> Stored data:
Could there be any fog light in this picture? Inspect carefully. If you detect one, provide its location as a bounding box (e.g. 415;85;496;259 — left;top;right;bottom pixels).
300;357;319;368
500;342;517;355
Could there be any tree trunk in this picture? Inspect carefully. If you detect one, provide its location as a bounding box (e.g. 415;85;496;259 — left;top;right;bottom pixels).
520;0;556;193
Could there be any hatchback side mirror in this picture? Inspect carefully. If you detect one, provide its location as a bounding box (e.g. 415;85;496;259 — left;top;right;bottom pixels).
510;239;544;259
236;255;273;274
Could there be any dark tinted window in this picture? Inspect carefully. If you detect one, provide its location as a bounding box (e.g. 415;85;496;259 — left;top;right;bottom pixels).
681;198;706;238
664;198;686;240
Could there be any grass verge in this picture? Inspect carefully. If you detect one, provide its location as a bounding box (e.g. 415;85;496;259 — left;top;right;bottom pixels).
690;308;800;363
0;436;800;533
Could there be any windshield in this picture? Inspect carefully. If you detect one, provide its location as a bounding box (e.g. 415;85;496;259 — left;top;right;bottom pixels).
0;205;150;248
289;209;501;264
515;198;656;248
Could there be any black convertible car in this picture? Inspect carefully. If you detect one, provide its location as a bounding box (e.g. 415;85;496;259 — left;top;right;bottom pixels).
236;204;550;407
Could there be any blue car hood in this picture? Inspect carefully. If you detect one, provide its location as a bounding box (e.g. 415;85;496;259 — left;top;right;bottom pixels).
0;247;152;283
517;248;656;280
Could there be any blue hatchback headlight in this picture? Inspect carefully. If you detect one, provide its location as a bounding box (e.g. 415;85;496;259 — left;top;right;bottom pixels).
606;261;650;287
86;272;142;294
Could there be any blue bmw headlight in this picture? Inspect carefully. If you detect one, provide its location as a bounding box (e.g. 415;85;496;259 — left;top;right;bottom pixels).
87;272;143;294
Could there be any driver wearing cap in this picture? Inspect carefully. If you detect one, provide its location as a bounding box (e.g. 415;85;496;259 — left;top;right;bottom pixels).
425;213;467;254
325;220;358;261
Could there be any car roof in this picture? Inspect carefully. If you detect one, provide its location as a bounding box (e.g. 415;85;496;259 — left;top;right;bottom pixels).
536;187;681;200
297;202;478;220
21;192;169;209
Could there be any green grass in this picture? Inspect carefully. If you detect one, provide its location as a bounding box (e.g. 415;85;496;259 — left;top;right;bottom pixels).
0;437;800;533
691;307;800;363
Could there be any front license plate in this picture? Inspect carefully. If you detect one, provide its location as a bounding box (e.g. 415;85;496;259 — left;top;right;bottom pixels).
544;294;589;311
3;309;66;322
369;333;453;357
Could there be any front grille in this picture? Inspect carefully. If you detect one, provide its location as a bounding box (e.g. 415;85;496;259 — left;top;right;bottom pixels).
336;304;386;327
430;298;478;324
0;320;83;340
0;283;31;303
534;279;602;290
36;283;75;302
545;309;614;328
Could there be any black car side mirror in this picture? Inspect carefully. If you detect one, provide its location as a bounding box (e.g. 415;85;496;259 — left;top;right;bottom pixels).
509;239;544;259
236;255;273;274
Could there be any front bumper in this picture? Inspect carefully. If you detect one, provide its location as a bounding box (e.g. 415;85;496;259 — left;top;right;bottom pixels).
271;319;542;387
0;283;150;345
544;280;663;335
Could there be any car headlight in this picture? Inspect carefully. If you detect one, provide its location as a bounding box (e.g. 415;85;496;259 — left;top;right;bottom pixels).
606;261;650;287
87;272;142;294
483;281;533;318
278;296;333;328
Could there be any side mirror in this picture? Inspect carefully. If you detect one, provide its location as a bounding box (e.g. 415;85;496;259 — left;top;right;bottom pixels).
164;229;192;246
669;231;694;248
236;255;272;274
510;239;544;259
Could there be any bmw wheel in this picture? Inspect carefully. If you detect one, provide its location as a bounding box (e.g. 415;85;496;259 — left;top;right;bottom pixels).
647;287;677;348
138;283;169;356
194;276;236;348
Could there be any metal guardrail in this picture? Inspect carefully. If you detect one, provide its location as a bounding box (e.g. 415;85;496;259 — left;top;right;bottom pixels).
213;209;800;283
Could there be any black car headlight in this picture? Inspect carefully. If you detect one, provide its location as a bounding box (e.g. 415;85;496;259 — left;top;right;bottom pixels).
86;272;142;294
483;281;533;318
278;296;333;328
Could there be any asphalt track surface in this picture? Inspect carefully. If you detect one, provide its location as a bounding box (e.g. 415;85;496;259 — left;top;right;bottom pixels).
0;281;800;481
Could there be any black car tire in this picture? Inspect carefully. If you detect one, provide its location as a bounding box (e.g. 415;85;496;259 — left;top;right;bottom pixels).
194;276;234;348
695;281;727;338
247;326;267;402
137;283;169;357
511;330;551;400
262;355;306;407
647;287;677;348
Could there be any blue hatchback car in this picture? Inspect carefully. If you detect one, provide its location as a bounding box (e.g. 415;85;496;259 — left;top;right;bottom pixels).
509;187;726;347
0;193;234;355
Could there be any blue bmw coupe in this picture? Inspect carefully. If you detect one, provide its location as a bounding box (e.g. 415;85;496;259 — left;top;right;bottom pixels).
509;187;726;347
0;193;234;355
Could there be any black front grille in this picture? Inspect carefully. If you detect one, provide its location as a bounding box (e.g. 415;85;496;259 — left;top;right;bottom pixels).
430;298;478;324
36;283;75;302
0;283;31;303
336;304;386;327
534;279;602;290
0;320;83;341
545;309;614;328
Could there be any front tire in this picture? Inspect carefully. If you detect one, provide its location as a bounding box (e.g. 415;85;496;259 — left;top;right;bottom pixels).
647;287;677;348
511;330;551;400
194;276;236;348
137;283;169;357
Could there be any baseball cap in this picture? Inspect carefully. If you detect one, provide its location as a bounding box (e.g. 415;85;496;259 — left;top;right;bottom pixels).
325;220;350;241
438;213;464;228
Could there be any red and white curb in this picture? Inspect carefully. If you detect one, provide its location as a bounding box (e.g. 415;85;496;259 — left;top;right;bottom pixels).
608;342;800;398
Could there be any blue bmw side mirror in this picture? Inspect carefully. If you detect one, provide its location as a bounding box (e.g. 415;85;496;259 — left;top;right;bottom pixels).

> Exercise requirements: Could you repeat all of the material above, line for line, with nothing changed?

> Result of this exercise:
Could there be any fog light in this picture? Inspect carefully. If you detect one, provide its location as a bounding box (e.g. 415;85;496;259 — left;top;right;bottom pixels).
300;357;319;368
500;342;517;355
Could there be any tree trunk in this picture? Inspect carefully. If you detect one, provide its location as a bounding box (e.g. 415;85;496;259 — left;top;right;bottom pixels).
520;0;556;193
Could there be any hatchback side mirror in this picture? Inspect carefully. If you detect one, provide its location as a bounding box (e.g. 415;85;496;259 — left;top;right;bottom pixels).
510;239;544;259
236;255;273;274
Could there be any dark tinted window in this picture? Inspect carefully. If you detect one, provide its location as a bounding box (e.g. 415;85;496;259 — left;top;right;bottom pixels).
681;198;706;238
664;198;686;240
Could there be any grass verge in this picture? Inspect carefully. If you detect one, provide its location as a bounding box (e.g. 415;85;496;259 — left;top;right;bottom pixels).
690;308;800;363
0;436;800;533
Could there be any windshield in this picture? Inspect carefully. If you detect one, provide its location as a bounding box (e.g. 415;85;496;259 — left;top;right;bottom pixels).
0;205;150;248
289;209;501;264
515;198;656;248
Could there be any black convertible car in this picture? Inspect carefully. If you detect one, provide its location as a bounding box (e.g. 415;85;496;259 — left;top;right;bottom pixels).
236;204;550;407
Could there be any blue car hood in this picture? Inspect carefully. If you detect one, provide its location as a bounding box (e.g. 415;85;496;259 — left;top;right;bottom pixels).
0;247;152;283
517;248;656;280
Could there be any blue hatchback headlight in this picture? Inspect carefully. If you detect one, provide its location as a bounding box (e.g. 415;85;496;259 — left;top;right;bottom pixels).
606;261;650;287
86;272;142;294
Could there be any blue bmw headlight in this picture? Inspect carefully. If you detect one, provide its location as a bounding box (e.g. 415;85;496;259 — left;top;right;bottom pixels).
87;272;143;294
Could there be any driver wearing cap in this picture? Inspect carefully. If you detect one, provide its location as a bounding box (e.g. 415;85;496;259 — left;top;right;bottom pixels).
425;213;467;254
325;220;358;261
Could there be any car roof in this picture? Inspect carefully. If you detect one, provide its location as a bounding box (e.g. 415;85;496;259 — left;top;right;bottom pixels).
536;187;681;200
297;202;478;220
21;192;169;209
Could there be any green grass in this picture? Inspect carefully. If you detect one, provide its location as a bounding box (e.g. 415;85;496;259 — left;top;right;bottom pixels).
0;437;800;533
691;307;800;363
Could there be any front license plate in this picture? Inspect carefully. If you detect one, provide its location as a bounding box (e.g. 415;85;496;259 — left;top;right;bottom pixels).
544;294;589;311
3;309;66;322
369;333;453;357
Could there be any front grille in this picture? Inspect carefully. If you detect one, provide its location as a bounding box (e.g. 415;85;496;259 — left;top;right;bottom pixels).
336;304;386;327
430;298;478;324
0;320;83;340
0;283;31;303
534;279;602;290
36;283;75;302
545;309;614;328
Could there be any black car side mirror in this picture? Inspect carefully. If you detect one, provide its location as a bounding box (e.g. 415;85;496;259 — left;top;right;bottom pixels).
509;239;544;259
236;255;273;274
Could there be any front bumper in this picture? Inspect carefully. If you detect one, provide its location as a bounding box (e.g. 415;85;496;259 — left;top;right;bottom pixels).
271;319;542;387
0;283;150;345
544;280;663;335
Could there be any car headlight in this picture? Inspect carefully. If you detect one, provide its location as a bounding box (e.g. 415;85;496;259 — left;top;right;bottom pixels).
606;261;650;287
87;272;142;294
483;281;533;318
278;296;333;328
Could there be any side mirror in this picture? Inspect carefully. If you detect one, provide its location as a bounding box (e.g. 415;85;496;259 — left;top;right;bottom pixels).
164;229;192;246
669;231;694;248
236;255;272;274
510;239;544;259
Could there be any bmw wheel in this picture? Inspect carefully. If you detect one, provide its location as a bounding box (e.g. 415;85;496;259 — left;top;right;bottom pixels).
647;287;677;348
138;283;169;356
194;276;236;348
Could there be any metal guardrail in this picture? Inspect carefully. If you detect one, provide its location as a bounding box (e.g. 415;85;496;259 — left;top;right;bottom pixels).
213;209;800;283
Could there be any black car headlight in this picture? Inspect carefully. If you detect one, provide its location as a bounding box (e.g. 415;85;496;259 — left;top;right;bottom pixels).
86;272;142;294
483;281;533;318
278;296;333;328
Could there be any asphalt track surface in this picture? Inspect carefully. If you detect one, provide its location as a bounding box (e.g. 415;85;496;259 — left;top;right;bottom pixels).
0;281;800;481
Could there be any black car tire in this picture? Inspect carefully. If you detect one, provide its location as a bounding box (e.g. 415;85;496;259 — left;top;right;bottom pixels).
194;276;234;348
695;281;727;338
247;326;267;402
137;283;169;357
511;330;551;400
262;355;306;407
647;287;677;348
Could there be any blue hatchback car in this picture? Inspect carefully. If you detect one, provide its location as a bounding box (e.g. 415;85;496;259 — left;top;right;bottom pixels).
509;187;726;347
0;193;234;355
Could there be any blue bmw coupe in this picture? Inspect carefully. If you detect one, provide its location as a bounding box (e.g. 415;85;496;259 — left;top;right;bottom pixels).
509;187;726;347
0;193;234;355
Could there be any black front grille in this picture? Inspect carefully. If you detect one, provide its location as a bounding box (e.g. 415;85;496;259 — left;top;right;bottom pixels).
430;298;478;324
36;283;75;302
0;283;31;303
336;304;386;327
534;279;602;290
0;320;83;341
545;309;614;328
Could there be any front tire in this picture? Inspect carefully. If you detect one, provide its location as a bounding box (e.g. 415;85;496;259 — left;top;right;bottom pixels).
647;287;677;348
511;330;551;400
194;276;236;348
137;283;169;357
Could there be any baseball cap in this picture? Inspect carefully. If you detect one, provide its location as a bounding box (e.g. 415;85;496;259 — left;top;right;bottom pixels).
325;220;350;241
438;213;464;228
Could there be any red and white curb in this picture? Inspect carefully. If you detect one, provide its location as a bounding box (e.g. 415;85;496;259 — left;top;right;bottom pixels).
608;342;800;398
Could there be any blue bmw side mirror in this picture? Inspect carefully. If you detect one, provide its location as a bounding box (e.g. 415;85;496;259 — left;top;right;bottom pixels).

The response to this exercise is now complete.